WHAT IS BEING ASKED ->
Look through the data below for the line with "Where can the rock be" and the line with "Where can the mountain", then output those two and all lines in between, exactly as written.

DATASET ->

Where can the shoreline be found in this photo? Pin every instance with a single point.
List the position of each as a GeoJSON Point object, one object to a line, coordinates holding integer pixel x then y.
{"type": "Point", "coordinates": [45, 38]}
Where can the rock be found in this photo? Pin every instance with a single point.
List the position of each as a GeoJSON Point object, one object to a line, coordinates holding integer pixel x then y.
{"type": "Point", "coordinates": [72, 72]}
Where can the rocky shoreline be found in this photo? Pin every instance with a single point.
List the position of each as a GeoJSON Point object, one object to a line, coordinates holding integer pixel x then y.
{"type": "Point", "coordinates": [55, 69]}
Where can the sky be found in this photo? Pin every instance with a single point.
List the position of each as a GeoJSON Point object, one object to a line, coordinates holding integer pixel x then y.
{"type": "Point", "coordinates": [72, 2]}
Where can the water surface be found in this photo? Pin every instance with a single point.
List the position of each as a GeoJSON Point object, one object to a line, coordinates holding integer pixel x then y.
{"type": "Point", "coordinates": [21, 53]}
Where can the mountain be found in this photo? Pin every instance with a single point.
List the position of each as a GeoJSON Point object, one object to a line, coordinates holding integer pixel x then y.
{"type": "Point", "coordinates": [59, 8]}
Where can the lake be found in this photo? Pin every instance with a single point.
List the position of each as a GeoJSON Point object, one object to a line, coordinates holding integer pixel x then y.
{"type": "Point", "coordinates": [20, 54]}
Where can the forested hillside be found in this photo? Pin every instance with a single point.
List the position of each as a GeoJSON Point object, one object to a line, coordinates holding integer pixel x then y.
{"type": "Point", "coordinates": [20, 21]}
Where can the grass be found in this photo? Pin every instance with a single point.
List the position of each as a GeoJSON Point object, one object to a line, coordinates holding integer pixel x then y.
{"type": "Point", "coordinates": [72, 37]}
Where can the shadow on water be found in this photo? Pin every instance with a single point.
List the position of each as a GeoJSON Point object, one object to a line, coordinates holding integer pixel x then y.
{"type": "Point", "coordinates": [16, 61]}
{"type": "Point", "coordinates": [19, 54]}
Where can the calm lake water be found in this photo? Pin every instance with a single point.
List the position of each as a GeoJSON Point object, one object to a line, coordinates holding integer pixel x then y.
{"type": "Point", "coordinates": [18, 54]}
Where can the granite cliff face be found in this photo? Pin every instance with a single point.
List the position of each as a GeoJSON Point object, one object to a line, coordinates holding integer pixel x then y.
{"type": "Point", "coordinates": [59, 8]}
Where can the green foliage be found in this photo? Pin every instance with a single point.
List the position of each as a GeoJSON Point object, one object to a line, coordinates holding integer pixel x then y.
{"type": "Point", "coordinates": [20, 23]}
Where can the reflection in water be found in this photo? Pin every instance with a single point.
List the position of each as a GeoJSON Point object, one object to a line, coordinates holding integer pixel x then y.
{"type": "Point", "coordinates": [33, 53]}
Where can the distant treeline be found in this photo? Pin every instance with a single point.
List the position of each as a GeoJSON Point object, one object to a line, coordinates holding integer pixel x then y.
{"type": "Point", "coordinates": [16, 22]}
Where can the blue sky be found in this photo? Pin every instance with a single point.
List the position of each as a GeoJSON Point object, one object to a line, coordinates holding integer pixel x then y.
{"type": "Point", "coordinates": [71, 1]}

OUTPUT BELOW ->
Where can the rock be found in this photo? Pin every instance with a single point.
List the position of each as a GeoJSON Point object, one object to a line, coordinates holding integer pixel x then y.
{"type": "Point", "coordinates": [72, 72]}
Where can the rocky shoreline be found in this photo? Pin every instance with a single point.
List the position of each as a GeoJSON Point object, one object to a line, coordinates holding integer pixel x then y.
{"type": "Point", "coordinates": [55, 69]}
Where can the sky be found in this photo? Pin every instance with a single point.
List the position of each as a GeoJSON Point object, one object to a line, coordinates holding integer pixel x then y.
{"type": "Point", "coordinates": [72, 2]}
Where can the water surface be found in this photo? Pin every instance with a single point.
List the position of each as a GeoJSON Point object, one object to a line, coordinates holding integer pixel x then y.
{"type": "Point", "coordinates": [21, 53]}
Where can the mountain be found in this photo? Pin every instance with a single point.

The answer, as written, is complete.